**Task**
Transcribe each record as written.
** Given entries follows **
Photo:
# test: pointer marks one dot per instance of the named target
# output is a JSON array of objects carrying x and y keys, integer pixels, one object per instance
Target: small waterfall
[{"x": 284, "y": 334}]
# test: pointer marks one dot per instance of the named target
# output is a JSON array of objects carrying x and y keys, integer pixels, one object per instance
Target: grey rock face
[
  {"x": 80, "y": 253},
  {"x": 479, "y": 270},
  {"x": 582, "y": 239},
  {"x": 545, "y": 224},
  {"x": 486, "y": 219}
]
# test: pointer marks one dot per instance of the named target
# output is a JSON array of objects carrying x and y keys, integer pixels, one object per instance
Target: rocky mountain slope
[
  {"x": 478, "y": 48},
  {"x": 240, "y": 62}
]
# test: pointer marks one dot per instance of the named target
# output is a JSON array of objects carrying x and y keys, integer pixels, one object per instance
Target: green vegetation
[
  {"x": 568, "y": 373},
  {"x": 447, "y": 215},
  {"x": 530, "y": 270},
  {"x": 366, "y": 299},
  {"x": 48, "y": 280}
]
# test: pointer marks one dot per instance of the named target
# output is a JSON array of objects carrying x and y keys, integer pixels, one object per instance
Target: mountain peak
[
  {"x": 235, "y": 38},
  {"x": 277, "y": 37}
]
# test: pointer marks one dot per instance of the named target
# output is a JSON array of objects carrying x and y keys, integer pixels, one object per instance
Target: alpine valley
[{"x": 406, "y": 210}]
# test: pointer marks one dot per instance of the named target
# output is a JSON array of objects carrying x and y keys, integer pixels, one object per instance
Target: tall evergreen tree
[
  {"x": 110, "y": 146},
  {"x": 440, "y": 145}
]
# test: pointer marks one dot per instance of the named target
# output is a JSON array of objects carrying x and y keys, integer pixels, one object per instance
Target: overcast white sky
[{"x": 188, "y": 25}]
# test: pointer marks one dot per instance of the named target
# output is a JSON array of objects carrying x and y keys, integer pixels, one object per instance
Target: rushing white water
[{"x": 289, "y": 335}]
** End of Given entries **
**Output of the exercise**
Photo:
# test: pointer marks one dot per instance of the named target
# output is a JSON array of objects carrying x and y keys, integer pixels, one object per instance
Target: small waterfall
[{"x": 284, "y": 334}]
# test: pointer marks one dot per instance of the named target
# output is a JSON array of objects carrying x and y keys, integer pixels, one object per instance
Target: grey rock face
[
  {"x": 80, "y": 253},
  {"x": 479, "y": 270},
  {"x": 582, "y": 239},
  {"x": 545, "y": 224},
  {"x": 486, "y": 219}
]
# test: pointer marks one dot per instance of the named target
# output is a JSON array of objects carrying x and y keys, integer pixels, one object per instance
Target: rocky mountain slope
[
  {"x": 478, "y": 48},
  {"x": 240, "y": 62}
]
# test: pointer marks one dot per instance of the named target
# output is a JSON array of objects carrying x and y keys, integer pixels, one object per instance
Target: green vegetation
[
  {"x": 568, "y": 373},
  {"x": 447, "y": 215},
  {"x": 530, "y": 270},
  {"x": 366, "y": 299},
  {"x": 48, "y": 280}
]
# test: pointer marks one dot per instance of the named target
# output is a JSON array of objects carrying x and y keys, integer pixels, one object per instance
Target: mountain peak
[
  {"x": 235, "y": 38},
  {"x": 277, "y": 37}
]
# test: pointer marks one dot per instance of the named target
# output is a JSON array of objects carrying x and y keys, integer pixels, one object per instance
Target: alpine valley
[{"x": 406, "y": 210}]
# test: pointer marks one dot per instance of the named target
# output is a JSON array of objects carrying x and y keys, integer pixels, one object per instance
Target: tall evergreen tree
[
  {"x": 110, "y": 146},
  {"x": 440, "y": 145}
]
# test: pointer marks one dot per instance of the named target
# output is a JSON array of objects carrying x and y keys, integer pixels, one object per instance
Target: overcast white sky
[{"x": 188, "y": 25}]
# test: pointer marks one dot per instance of the named target
# output is a JSON array of objects carrying x and y keys, integer pixels, one object per instance
Target: rushing white water
[{"x": 289, "y": 335}]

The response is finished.